He got along quite well with Mr. Collis when Mr. Collis first came to Winnipeg and they had a good relationship as they talked about golf However, there had been some words exchanged between himself and Mr. Collis approximately two weeks earlier, at which time he said Mr. Collis used some "wild language". He was asked whether he had ever made any threatening remarks or any other type of comments to Mr. Collis and replied that "on occasion" he tried to calm down various situations. However, in his view, in this incident he had again tried to "calm down" a situation and "became the goat". When the conversation with Mr. Collis ended he and Mr. Nelson went downstairs and went their separate ways. He did not see Mr. Hunt until later. He acknowledged that he had read Mr. Hunt's statement which was Exhibit 4 to the investigative meeting. He couldn't recall the exact words but he said that substantially the incident with Mr. Hunt took place more or less as described but could not recall using the phrase "don't be a hero" or words to that effect. Later he was advised by someone that Mr. Nelson had received 5 demerits for smoking in a prohibited area. That was, in his opinion, unreasonable and he went to see Mr. Brunning and queried as to why such a rule was passed and why the penalty was imposed. The conversation was not heated, however, he expressed his opinion that the decision was neither fair nor reasonable. The only time he again saw Mr. Collis was later that evening at the shift end. There were some further comments between himself and Mr. Collis with respect to another employee and he "might have" made remarks to the effect that Mr. Collis would undoubtedly write-up that employee.

To be done |
A. Using the excerpt about the workplace dispute with Mr. Collis, answer the following:
(i) What subject did he and Mr. Collis talk about when they first got along well?
(ii) How many demerits did Mr. Nelson receive, and for what?
(iii) Which exhibit to the investigative meeting was Mr. Hunt's statement?
B. Indicate whether each statement agrees with the excerpt about the workplace dispute with Mr. Collis, citing the deciding words of the excerpt.
(i) After the conversation with Mr. Collis ended, he and Mr. Nelson stayed together.
(ii) His conversation with Mr. Brunning was heated.
(iii) He saw Mr. Collis again later that evening at the shift end.
C. Continue the excerpt about the workplace dispute with Mr. Collis from the point at which it stops.

Given records |
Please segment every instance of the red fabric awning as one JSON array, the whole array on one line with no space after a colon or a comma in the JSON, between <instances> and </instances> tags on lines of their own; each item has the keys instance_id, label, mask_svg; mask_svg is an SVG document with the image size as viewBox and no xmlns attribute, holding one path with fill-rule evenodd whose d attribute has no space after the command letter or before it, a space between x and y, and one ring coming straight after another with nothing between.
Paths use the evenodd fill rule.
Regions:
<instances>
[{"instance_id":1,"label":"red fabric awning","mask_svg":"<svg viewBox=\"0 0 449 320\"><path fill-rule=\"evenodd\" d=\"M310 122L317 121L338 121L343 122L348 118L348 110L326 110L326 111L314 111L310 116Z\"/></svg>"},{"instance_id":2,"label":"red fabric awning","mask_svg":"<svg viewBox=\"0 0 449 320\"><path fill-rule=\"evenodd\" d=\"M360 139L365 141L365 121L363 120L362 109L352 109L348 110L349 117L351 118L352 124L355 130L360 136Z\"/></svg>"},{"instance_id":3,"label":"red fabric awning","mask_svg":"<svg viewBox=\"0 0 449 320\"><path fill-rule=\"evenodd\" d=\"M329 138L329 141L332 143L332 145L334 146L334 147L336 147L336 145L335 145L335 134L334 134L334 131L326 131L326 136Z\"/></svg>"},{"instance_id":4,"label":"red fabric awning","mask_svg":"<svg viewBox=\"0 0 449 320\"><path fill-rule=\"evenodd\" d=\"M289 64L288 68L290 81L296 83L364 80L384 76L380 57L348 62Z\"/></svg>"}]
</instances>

In response |
A.
(i) Golf.
(ii) Five demerits, for smoking in a prohibited area.
(iii) Exhibit 4.

B.
(i) No: "he and Mr. Nelson went downstairs and went their separate ways."
(ii) No: "The conversation was not heated."
(iii) Yes: "The only time he again saw Mr. Collis was later that evening at the shift end."

C.
Although he had gotten along fairly well with Mr. Collis at the beginning, in his view, he initially had to "babysit him" as Mr. Collis didn't know his job and was "green". He had "helped him out". He knew Mr. Collis' wife but not his children. He adamantly denied that he had threatened Mr. Collis, Mrs. Collis or their children, and had never mentioned the word "Legion" to him. At the end of the shift he thought the matter was over. The next day he received a call that he was taken off service and that he was to stay home as the Winnipeg Police Department was investigating the incident with Mr. Collis.

The Grievor advised of his efforts to help the Employer, and the public, and was of the view that he was going to get an award for his service.

During cross-examination he acknowledged that he wasn't positive as to whether Mr. Nelson or Mr. Herbert were in the locker room when he entered. He was not particularly watching Mr. Collis after he entered but was concentrating on the graffiti and went over to the lockers. He could not recall any specific conversation about erasing the writing but did have an ongoing conversation with Mr. Collis. He was referred to question 16 of his statement made at the investigation hearing and, at that time, he said that Mr. Nelson and Mr. Herbert were present in the men's locker room during the conversation. That statement had been taken some 9 days after the incident and that's what he remembered "at that time".

The Grievor noted, quite correctly, that none of the witnesses were sure of the exact time of the incident and he maintained that the whole conversation took no more than 3 or 4 minutes. It was suggested that he heard from a Mr. Lisenchuk that 5 demerit points had been assessed against Mr. Nelson but he did not agree as to how the information about Mr. Nelson's demerits points got to him. He acknowledged that he did go to the Foreman's office to argue against the rule and the penalty. He was not a Union Steward at the time of the incident and did not hold any official Union position. He got involved in the involved concerning Mr. Nelson as he thought the rule was unfair to smokers.

He never heard from the Police Department and stated that he did not know, or understand, the nature of the complaint that was made against him. His next involvement was the investigation meeting held by the Employer.

Both Mr. Wesley and Mr. Rosner, in argument, pointed out the discrepancies in the evidence.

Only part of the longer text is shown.